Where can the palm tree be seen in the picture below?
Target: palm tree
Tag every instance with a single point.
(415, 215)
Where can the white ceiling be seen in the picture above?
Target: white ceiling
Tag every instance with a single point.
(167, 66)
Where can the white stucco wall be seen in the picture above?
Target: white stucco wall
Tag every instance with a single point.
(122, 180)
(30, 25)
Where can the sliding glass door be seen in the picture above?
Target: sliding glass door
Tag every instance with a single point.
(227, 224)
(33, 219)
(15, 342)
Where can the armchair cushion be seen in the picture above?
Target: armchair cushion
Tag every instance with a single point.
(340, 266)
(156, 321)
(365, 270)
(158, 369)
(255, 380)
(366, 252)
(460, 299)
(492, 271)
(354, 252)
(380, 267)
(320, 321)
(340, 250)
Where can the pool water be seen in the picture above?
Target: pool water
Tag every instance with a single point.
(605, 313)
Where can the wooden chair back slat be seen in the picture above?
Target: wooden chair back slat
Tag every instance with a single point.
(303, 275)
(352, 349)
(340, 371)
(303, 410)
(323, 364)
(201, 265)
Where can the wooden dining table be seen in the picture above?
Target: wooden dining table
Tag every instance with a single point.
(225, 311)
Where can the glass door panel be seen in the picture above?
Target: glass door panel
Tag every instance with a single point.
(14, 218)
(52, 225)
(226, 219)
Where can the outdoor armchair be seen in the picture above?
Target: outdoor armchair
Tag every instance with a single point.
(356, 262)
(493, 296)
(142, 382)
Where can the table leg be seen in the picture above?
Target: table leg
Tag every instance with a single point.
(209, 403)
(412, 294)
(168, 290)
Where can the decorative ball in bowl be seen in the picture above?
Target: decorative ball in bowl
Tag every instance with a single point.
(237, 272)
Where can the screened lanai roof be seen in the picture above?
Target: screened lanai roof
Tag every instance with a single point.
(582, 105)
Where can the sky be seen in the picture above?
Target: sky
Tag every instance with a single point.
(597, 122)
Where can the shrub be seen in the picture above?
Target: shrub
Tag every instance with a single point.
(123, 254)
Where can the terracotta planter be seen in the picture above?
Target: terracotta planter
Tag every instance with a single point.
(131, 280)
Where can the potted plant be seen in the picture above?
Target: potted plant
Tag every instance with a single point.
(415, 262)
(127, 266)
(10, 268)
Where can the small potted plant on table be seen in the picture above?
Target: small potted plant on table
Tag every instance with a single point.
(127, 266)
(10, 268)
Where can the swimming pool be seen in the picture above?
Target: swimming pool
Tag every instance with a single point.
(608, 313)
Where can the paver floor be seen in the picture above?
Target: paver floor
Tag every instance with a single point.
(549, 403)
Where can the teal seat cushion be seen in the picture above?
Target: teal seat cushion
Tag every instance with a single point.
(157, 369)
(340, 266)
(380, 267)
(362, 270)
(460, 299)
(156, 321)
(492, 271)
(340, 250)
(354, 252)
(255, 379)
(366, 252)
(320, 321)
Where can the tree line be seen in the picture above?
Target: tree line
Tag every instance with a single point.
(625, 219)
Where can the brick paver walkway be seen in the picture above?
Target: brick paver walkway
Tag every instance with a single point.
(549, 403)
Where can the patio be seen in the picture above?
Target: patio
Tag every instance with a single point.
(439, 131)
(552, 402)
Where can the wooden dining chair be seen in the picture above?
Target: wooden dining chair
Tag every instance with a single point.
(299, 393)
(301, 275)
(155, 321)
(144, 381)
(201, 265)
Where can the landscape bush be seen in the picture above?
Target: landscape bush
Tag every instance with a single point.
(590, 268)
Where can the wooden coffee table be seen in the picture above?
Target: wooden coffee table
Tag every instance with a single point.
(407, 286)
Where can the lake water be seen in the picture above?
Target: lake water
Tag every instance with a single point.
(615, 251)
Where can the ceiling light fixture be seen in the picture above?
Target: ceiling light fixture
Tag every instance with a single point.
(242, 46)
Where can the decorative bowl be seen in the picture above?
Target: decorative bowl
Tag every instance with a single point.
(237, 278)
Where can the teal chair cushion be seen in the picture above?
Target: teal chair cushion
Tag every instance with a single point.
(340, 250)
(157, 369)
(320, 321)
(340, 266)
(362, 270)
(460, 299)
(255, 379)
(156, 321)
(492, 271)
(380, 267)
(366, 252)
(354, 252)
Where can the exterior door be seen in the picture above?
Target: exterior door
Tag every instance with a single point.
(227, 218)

--------------------------------

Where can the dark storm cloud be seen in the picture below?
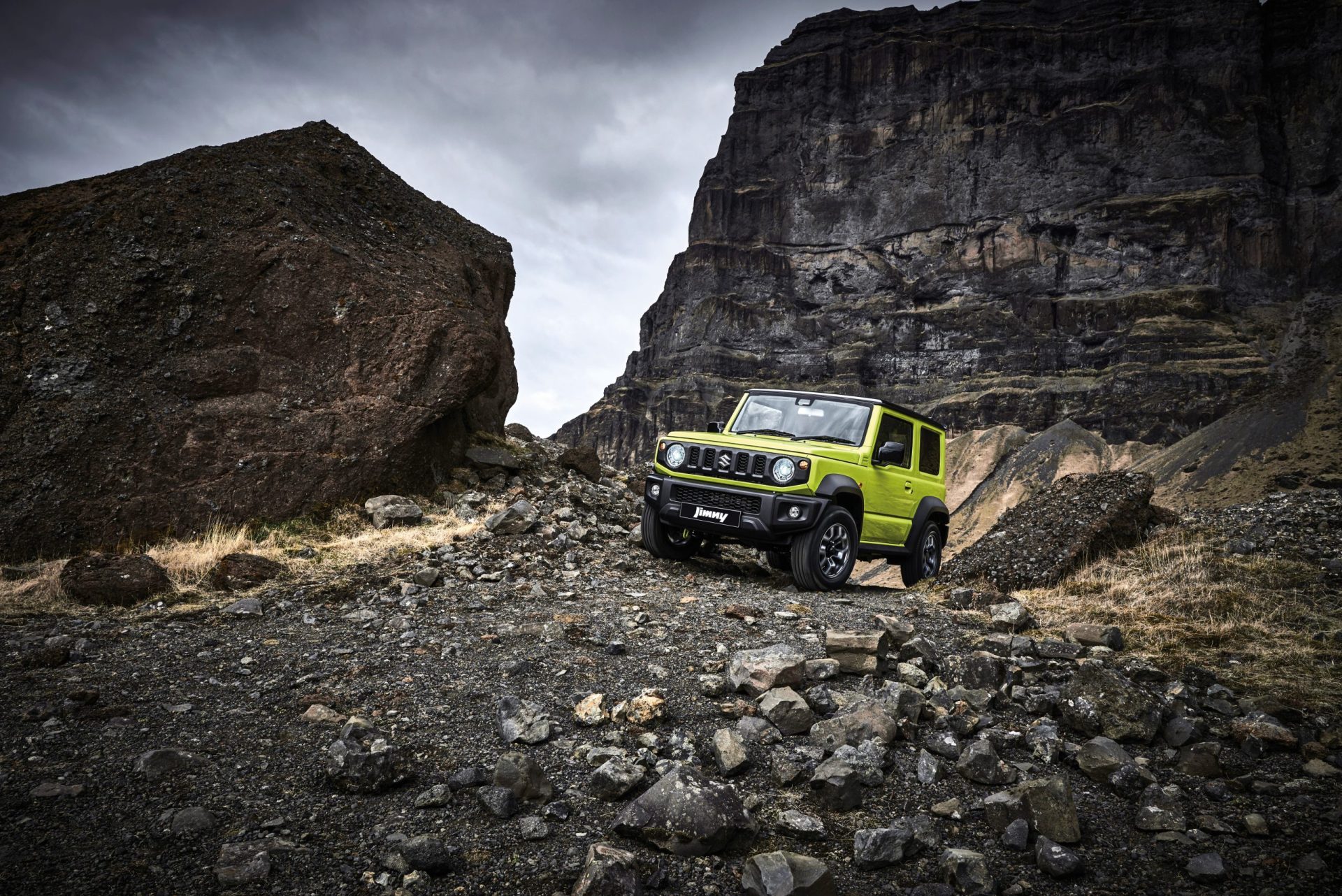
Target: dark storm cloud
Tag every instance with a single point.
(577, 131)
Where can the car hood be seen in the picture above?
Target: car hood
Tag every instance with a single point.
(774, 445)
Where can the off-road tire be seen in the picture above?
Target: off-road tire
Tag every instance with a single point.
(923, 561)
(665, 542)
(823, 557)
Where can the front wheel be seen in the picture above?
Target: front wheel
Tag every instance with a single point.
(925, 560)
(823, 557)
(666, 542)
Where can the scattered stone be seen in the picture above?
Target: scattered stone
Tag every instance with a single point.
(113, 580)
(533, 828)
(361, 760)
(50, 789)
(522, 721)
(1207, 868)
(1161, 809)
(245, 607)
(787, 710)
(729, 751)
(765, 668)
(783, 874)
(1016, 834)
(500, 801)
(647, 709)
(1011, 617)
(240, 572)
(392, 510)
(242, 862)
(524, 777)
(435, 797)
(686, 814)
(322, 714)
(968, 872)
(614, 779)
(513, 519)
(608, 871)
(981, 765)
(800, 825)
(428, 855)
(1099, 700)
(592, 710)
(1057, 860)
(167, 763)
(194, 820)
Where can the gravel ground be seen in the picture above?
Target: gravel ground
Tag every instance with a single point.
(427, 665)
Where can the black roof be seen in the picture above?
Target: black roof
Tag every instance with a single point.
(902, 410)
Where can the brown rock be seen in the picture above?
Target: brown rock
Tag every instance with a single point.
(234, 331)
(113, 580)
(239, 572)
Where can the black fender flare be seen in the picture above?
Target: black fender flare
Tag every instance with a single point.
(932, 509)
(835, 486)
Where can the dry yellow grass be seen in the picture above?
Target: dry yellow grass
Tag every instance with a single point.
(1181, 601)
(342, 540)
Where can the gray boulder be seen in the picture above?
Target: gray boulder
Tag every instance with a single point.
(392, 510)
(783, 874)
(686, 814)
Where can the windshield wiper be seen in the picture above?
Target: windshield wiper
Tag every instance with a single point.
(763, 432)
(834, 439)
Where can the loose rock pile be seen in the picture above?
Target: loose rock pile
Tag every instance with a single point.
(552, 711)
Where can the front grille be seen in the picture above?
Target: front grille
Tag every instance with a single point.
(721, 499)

--------------------------------

Count the lines in the data above that contain the word "flare". Give only the number.

Worked solution =
2